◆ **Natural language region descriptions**
<<<<
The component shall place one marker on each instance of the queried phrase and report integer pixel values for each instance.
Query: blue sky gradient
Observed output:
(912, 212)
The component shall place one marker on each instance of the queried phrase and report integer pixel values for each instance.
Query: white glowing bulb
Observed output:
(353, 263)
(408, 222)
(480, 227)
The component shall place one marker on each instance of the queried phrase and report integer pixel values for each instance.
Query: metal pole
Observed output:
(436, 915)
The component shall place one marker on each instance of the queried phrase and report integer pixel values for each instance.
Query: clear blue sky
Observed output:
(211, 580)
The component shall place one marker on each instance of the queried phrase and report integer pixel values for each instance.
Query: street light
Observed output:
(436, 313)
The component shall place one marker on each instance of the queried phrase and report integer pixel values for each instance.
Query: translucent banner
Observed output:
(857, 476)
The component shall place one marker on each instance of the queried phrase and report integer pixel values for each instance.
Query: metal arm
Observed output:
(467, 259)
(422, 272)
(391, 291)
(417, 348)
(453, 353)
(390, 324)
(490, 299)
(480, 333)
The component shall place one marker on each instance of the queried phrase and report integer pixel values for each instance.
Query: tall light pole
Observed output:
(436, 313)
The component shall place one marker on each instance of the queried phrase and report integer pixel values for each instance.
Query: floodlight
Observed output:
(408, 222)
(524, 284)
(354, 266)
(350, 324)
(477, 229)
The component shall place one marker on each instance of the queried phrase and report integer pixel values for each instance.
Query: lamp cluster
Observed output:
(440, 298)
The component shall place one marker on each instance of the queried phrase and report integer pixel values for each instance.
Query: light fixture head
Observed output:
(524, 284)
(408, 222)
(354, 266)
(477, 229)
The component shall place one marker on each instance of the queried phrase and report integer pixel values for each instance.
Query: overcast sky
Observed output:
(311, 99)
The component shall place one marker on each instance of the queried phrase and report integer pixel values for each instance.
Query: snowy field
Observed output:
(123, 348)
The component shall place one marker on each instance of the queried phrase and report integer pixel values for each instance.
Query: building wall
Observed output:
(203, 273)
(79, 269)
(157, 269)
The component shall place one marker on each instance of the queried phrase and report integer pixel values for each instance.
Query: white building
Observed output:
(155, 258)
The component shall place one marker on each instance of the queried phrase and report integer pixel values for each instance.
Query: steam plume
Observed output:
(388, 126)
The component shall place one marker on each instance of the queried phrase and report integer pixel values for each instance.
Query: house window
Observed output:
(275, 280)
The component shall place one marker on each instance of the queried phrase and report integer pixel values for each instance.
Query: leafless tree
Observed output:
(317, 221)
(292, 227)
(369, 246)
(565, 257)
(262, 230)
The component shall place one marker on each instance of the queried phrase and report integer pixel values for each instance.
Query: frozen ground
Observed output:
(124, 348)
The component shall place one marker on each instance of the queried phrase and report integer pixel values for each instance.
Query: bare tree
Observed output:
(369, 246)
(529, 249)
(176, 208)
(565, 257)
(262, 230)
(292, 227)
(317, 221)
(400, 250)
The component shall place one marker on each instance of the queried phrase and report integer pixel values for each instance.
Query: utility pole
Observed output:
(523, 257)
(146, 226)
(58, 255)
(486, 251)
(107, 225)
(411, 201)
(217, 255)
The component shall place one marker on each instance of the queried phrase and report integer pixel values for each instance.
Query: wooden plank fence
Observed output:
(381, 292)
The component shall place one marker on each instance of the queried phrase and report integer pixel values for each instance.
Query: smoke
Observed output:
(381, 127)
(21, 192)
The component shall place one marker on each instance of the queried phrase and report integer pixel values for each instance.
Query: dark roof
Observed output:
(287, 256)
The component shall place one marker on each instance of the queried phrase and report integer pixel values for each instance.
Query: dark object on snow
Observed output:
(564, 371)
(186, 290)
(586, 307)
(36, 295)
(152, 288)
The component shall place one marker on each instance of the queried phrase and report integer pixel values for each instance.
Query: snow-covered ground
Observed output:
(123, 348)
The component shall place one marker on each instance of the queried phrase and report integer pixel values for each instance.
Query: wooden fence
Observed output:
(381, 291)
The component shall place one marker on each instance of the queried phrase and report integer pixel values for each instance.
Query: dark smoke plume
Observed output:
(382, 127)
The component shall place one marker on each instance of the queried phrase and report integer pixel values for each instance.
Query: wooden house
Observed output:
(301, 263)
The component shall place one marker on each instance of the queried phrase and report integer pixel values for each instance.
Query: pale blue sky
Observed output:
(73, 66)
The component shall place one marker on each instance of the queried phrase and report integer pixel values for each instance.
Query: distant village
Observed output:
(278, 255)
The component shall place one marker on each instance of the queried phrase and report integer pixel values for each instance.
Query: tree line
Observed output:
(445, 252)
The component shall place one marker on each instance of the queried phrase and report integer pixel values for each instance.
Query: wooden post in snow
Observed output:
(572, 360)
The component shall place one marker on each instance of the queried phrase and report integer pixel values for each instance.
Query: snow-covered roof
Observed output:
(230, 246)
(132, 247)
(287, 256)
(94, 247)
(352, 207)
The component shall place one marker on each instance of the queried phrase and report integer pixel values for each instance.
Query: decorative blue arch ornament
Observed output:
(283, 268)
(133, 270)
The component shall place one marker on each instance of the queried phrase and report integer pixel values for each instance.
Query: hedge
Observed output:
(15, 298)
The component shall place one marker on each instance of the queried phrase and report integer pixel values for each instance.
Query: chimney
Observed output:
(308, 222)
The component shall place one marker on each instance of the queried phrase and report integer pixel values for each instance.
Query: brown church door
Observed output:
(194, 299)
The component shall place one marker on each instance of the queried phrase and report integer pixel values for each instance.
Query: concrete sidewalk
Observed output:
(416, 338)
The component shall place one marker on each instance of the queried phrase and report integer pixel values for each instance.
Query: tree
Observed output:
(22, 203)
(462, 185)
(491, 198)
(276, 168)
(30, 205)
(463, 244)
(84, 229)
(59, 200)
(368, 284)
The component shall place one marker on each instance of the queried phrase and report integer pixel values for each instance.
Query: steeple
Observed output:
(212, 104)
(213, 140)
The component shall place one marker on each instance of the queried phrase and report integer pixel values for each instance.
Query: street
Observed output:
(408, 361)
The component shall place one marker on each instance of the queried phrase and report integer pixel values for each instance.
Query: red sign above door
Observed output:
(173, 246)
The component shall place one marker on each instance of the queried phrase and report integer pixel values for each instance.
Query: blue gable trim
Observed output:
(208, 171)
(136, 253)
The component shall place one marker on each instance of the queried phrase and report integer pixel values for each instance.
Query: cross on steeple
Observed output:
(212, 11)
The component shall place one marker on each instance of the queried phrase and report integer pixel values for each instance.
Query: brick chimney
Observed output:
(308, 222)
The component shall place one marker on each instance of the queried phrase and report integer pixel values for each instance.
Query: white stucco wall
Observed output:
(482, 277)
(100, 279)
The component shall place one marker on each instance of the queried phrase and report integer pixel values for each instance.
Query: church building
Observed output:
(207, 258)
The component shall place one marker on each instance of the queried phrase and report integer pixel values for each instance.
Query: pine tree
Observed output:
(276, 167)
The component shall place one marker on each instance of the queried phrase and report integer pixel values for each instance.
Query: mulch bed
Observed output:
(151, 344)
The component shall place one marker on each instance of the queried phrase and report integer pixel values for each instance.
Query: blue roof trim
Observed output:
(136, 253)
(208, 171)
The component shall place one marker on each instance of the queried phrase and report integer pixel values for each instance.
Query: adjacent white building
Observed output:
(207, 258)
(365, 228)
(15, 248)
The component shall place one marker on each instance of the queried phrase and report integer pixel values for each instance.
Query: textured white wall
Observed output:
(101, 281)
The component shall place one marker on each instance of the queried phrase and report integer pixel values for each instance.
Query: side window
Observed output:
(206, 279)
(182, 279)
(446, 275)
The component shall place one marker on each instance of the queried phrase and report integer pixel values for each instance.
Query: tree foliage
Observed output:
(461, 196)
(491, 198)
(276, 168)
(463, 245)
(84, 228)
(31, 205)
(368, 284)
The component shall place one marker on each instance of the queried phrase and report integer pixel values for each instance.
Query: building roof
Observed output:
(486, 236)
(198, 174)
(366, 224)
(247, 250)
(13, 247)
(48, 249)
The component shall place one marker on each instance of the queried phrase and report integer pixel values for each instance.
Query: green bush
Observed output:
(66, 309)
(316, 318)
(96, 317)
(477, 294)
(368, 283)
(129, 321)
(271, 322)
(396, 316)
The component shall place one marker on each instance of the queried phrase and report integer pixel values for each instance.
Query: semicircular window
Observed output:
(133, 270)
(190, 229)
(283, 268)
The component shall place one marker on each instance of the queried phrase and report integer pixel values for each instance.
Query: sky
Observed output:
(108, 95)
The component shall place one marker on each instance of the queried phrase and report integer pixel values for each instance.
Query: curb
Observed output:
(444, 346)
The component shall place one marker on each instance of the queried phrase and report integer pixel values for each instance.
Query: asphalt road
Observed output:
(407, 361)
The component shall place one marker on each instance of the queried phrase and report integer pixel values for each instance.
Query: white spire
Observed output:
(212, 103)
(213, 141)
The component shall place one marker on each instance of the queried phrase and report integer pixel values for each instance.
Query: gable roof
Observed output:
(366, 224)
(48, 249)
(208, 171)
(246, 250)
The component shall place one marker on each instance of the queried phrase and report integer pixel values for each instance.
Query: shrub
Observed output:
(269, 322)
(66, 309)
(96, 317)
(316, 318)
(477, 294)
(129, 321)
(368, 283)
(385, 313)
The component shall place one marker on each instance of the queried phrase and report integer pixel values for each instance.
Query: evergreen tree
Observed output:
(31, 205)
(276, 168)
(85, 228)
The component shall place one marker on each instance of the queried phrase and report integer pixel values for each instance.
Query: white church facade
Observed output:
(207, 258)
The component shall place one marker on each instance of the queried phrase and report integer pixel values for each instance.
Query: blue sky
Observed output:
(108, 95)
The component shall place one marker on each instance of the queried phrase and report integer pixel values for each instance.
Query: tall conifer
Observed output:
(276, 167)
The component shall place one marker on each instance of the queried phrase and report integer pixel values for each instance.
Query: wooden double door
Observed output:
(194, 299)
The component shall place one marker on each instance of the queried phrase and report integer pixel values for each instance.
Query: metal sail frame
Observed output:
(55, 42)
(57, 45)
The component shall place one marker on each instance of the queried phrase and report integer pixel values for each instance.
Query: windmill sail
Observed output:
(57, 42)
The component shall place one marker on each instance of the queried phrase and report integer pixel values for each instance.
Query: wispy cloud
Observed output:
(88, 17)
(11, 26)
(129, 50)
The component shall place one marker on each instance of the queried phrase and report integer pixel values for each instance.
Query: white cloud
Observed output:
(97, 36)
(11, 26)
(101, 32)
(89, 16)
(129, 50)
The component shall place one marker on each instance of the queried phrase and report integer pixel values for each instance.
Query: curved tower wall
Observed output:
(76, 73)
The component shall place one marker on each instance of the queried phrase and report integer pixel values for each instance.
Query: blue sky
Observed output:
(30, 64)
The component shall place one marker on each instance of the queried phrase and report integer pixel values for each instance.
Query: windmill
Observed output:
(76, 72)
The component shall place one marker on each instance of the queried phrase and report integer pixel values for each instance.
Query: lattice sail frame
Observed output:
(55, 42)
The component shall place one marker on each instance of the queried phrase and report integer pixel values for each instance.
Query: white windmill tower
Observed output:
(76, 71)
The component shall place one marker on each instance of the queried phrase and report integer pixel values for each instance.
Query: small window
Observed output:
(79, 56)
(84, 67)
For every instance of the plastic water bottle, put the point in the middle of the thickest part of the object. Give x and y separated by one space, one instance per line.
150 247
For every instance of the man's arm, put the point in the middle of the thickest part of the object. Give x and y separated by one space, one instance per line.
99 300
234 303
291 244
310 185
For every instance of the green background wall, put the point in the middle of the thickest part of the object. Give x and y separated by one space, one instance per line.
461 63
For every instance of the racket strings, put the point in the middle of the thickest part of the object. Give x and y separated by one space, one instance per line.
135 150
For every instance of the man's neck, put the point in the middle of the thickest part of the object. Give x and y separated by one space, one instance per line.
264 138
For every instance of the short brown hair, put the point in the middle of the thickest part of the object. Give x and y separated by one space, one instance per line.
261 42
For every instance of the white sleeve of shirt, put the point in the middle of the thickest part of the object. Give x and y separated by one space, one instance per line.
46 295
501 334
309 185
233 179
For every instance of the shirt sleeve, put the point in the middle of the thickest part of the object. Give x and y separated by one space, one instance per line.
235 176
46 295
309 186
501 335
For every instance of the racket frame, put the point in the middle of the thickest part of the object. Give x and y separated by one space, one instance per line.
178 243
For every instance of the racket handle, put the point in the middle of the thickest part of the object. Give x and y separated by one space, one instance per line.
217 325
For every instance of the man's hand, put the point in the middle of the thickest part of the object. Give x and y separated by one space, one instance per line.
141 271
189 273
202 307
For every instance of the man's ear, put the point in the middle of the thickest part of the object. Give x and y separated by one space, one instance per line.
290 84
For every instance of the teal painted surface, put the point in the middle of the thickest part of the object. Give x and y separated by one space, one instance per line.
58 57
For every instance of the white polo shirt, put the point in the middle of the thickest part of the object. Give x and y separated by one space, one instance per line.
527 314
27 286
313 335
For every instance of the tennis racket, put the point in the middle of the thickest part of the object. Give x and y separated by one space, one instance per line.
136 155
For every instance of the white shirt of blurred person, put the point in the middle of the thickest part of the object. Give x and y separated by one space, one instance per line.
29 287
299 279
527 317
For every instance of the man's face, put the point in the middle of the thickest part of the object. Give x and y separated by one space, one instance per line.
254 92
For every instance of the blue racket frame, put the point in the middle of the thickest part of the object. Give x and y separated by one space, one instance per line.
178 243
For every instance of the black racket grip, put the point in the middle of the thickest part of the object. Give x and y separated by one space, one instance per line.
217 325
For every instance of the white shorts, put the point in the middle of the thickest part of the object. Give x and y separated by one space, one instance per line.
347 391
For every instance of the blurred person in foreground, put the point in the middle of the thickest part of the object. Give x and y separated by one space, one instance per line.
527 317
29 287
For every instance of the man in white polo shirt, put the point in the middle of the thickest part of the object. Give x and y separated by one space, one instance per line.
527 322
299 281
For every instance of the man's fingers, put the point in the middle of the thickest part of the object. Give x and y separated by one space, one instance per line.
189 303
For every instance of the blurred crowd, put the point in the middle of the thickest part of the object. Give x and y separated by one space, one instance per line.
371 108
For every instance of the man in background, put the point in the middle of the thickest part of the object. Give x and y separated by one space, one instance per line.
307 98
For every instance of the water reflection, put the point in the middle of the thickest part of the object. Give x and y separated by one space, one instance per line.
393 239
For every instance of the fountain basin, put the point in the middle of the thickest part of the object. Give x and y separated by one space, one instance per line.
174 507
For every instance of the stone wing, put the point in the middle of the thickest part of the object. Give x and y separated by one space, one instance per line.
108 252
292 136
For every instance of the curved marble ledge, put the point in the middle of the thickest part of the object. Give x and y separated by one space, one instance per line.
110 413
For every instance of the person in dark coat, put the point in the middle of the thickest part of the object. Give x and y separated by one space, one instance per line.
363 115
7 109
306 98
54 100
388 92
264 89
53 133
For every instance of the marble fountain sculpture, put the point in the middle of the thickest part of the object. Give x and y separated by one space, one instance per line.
>>>>
Above are the records; copy every line in them that holds the word "cloud".

◆ **Response for this exercise**
Query: wispy cloud
Query: white cloud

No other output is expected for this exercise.